EXCERPT TO READ
__________

The summit road was surprisingly open all the way to the Brasstown parking area. We had planned to hike and do a nice 4-6 mile trek, but with so many cars we just couldn’t justify the hike when we could cruise.
In the planning, we found out the hike would have been 1.2 miles, 4 or 6, depending on road access. Again, no snow or winter weather for us. It was so warm they even had the shuttle service open so if you were extra lazy you could still sit atop all the peaches without any real physical exertion. We talked about our hiking philosophy. We came to climb but if the road was open we were going to take it. We planned this two months ago and it was set for winter. That’s all we could do. No shuttles to the top though. And it was a slow walk up—trying to loosen all the tightness after the 16 miles on Clingmans.
A half of a mile later we had summited Brasstown. The sun was just setting. Two peaks completed.
Actually a pretty impressive view and expansive range of Georgia beauty considering you didn't feel that high up. We raced back to the car and were starving. Too much traffic to set up camp and make dinner. Plus summit fever had me—must... keep... going.
Close to three hours later, after speeding like Speed Limit Cassidy, the sun had set and we were a couple miles away from Sassafras Mountain, South Carolina. The mountain roads were pulling on the veins under my eyes, stretching them and making the blue more apparent. Why didn't we eat?
The summit road was open. Might as well bag this peak real quick before the weather changed.

__________

INSTRUCTIONS
1 – According to the trip account, which state is Sassafras Mountain in?
2 – Pull from the trip account everything from "Actually a pretty" down to "the weather changed.", word for word.

STORED DATA
__________

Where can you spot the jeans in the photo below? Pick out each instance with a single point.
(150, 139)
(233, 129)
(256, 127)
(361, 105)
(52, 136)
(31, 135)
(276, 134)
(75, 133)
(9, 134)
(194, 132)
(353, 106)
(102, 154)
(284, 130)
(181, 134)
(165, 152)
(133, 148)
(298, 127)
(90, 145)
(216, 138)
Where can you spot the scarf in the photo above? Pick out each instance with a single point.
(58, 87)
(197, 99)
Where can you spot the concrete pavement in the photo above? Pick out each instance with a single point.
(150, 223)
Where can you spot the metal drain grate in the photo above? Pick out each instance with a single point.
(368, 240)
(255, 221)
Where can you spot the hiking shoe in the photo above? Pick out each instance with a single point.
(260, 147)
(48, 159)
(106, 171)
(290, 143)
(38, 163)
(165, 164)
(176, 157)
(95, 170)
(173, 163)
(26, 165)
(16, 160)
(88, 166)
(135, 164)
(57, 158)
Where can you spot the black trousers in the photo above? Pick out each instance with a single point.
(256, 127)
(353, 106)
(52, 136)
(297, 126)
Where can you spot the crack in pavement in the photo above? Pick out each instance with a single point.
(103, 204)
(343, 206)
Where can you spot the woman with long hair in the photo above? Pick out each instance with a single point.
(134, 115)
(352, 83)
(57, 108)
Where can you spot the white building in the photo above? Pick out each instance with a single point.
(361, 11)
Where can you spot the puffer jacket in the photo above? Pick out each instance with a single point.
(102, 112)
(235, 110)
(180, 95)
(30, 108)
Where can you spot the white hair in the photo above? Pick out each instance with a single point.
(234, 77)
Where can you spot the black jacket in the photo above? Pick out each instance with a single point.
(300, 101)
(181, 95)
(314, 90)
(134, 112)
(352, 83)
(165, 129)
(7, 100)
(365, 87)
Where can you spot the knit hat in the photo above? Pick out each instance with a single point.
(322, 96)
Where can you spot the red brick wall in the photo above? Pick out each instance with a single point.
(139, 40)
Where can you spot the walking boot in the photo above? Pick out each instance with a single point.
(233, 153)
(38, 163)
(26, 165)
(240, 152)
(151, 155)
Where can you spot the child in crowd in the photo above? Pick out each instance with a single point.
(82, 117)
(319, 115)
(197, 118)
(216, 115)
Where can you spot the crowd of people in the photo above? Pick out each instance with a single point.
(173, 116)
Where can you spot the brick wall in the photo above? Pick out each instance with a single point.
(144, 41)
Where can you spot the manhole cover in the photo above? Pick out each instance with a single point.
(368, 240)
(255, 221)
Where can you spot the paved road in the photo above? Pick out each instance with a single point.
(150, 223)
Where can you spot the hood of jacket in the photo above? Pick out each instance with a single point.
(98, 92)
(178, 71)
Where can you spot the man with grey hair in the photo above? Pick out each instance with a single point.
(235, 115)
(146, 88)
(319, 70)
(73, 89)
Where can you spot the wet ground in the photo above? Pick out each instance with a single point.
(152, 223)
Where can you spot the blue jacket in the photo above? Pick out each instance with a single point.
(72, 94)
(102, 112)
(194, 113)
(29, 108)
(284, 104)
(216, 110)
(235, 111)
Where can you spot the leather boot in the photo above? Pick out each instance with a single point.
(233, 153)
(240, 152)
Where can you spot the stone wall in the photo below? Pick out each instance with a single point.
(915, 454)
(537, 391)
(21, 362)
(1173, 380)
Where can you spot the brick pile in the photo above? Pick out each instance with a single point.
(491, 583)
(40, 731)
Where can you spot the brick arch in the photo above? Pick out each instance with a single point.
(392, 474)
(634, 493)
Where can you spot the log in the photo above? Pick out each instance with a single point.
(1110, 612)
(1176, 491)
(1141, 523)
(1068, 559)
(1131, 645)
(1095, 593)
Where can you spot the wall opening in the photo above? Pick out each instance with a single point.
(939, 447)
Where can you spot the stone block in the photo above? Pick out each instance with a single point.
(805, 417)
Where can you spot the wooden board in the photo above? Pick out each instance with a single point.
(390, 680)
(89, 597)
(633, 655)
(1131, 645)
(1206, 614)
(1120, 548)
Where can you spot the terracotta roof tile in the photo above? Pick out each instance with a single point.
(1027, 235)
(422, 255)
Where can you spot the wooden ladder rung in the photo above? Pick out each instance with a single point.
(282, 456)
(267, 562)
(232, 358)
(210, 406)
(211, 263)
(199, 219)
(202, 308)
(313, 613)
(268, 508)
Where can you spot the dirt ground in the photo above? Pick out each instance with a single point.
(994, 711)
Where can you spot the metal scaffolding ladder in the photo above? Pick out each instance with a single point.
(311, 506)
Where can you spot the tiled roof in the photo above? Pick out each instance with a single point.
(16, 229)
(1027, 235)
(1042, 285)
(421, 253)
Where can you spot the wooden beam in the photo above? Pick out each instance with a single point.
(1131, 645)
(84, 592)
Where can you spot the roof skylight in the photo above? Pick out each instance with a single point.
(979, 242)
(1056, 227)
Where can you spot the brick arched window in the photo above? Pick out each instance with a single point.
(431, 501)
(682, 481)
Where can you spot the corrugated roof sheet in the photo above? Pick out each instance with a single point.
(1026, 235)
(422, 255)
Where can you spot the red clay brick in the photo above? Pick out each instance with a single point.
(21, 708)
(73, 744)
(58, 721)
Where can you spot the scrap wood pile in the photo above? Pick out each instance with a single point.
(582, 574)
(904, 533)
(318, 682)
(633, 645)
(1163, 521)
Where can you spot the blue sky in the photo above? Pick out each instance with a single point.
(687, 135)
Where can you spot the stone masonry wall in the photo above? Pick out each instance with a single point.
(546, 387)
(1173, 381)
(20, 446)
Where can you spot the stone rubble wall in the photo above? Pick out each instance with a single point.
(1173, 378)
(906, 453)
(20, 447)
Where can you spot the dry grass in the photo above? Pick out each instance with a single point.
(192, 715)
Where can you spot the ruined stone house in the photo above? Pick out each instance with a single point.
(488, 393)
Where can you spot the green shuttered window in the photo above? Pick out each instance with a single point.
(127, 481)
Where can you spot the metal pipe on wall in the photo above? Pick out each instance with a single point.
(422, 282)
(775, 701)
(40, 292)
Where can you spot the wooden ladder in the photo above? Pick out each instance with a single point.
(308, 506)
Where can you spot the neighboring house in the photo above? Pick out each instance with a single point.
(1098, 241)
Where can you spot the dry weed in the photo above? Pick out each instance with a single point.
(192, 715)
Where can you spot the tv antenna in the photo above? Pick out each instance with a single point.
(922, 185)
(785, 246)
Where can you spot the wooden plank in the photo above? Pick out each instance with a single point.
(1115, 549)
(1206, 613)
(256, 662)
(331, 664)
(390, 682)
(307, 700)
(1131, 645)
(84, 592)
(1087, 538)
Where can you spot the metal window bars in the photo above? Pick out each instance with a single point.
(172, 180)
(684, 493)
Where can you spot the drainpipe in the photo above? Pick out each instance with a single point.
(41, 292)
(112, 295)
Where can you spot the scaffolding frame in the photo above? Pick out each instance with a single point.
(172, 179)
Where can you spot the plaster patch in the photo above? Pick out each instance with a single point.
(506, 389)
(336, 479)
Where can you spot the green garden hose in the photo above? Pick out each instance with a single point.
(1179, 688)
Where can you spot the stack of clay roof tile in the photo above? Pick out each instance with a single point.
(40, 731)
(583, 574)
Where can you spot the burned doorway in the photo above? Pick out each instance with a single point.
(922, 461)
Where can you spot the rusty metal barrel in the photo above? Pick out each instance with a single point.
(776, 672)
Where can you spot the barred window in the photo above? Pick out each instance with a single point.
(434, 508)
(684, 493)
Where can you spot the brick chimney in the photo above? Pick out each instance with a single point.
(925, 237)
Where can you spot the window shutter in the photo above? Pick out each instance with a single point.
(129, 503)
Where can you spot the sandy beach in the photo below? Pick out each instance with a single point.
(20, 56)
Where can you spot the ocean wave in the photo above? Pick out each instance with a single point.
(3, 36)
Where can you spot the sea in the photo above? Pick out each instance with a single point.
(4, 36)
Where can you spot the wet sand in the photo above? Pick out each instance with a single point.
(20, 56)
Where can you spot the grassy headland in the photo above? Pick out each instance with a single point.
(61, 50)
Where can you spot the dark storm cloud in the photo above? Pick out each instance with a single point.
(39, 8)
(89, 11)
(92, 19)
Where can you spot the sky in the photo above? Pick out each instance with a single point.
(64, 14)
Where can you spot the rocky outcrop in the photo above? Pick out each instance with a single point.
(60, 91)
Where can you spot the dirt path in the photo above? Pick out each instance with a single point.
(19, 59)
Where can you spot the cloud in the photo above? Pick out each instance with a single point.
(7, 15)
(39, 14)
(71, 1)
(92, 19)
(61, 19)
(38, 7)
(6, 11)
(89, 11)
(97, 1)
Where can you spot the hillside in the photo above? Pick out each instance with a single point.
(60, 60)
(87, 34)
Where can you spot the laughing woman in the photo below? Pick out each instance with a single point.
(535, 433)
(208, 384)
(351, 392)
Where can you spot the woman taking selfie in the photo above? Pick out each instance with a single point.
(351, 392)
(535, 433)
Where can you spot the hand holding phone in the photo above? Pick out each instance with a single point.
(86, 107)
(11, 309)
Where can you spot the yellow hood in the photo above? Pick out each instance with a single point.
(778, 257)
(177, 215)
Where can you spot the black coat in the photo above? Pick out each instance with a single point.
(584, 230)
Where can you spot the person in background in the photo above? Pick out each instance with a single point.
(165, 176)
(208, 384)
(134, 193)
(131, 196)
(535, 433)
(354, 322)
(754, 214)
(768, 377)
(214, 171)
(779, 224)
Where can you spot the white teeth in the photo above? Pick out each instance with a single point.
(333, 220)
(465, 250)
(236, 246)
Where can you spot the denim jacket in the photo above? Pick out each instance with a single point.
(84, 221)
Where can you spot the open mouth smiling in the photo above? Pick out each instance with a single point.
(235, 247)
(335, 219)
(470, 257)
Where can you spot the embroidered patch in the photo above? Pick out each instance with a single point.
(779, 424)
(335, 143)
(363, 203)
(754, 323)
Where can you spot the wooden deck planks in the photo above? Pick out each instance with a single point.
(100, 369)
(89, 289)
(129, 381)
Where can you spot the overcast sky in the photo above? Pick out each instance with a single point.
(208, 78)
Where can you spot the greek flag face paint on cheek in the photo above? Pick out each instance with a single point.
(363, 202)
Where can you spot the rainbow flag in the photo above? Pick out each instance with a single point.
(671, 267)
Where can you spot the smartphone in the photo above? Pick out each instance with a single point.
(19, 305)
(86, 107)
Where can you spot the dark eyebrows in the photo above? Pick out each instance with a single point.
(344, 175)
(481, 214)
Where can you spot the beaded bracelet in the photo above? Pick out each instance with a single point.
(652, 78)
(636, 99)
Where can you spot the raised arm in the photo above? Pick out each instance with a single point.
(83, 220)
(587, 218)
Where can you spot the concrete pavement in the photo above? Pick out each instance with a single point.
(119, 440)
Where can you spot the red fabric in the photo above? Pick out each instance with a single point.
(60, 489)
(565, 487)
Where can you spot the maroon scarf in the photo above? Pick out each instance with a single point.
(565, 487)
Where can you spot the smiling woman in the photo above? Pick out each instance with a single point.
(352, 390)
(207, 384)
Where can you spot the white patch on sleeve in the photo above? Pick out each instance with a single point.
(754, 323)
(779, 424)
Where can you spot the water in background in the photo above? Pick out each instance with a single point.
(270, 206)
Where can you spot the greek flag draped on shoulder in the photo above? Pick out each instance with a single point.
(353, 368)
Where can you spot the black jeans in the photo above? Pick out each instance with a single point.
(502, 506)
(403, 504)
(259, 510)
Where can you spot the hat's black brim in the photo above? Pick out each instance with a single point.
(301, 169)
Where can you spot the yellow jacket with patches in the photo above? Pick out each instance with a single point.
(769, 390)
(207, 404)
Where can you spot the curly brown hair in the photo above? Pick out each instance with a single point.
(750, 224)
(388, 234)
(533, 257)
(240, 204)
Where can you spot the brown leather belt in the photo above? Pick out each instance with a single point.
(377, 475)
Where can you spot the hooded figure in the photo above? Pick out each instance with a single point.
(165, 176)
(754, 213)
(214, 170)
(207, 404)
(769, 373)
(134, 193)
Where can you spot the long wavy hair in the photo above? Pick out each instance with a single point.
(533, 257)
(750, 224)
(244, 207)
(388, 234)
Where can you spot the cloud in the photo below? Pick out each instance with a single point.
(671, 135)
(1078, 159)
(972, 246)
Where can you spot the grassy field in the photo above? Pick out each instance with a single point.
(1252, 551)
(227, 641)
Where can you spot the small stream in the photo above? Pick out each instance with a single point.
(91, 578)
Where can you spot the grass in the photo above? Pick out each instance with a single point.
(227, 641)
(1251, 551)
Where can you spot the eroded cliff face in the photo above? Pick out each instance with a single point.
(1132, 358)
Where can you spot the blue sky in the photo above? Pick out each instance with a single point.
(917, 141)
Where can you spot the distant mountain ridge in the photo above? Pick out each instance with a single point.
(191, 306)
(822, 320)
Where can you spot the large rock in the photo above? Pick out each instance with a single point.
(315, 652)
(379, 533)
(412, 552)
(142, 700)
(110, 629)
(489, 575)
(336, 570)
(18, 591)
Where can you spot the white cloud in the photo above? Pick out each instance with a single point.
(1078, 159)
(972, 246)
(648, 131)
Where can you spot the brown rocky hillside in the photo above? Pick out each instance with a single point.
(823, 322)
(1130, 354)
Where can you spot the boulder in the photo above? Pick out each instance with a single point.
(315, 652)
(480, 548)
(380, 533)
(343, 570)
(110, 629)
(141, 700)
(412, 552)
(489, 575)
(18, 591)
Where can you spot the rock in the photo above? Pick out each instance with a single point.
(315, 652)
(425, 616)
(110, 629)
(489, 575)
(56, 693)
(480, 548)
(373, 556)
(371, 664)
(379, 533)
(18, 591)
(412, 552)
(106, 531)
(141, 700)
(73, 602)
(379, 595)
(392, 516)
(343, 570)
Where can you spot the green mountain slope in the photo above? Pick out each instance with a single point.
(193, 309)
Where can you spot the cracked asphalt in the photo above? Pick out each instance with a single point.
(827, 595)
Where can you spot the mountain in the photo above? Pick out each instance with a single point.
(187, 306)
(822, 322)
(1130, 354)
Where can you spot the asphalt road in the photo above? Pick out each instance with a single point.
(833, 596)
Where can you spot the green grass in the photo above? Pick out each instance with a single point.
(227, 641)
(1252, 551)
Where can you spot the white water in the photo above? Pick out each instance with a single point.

__________

ANSWERS TO EACH TASK
1 – South Carolina.

2 –
Actually a pretty impressive view and expansive range of Georgia beauty considering you didn't feel that high up. We raced back to the car and were starving. Too much traffic to set up camp and make dinner. Plus summit fever had me—must... keep... going.
Close to three hours later, after speeding like Speed Limit Cassidy, the sun had set and we were a couple miles away from Sassafras Mountain, South Carolina. The mountain roads were pulling on the veins under my eyes, stretching them and making the blue more apparent. Why didn't we eat?
The summit road was open. Might as well bag this peak real quick before the weather changed.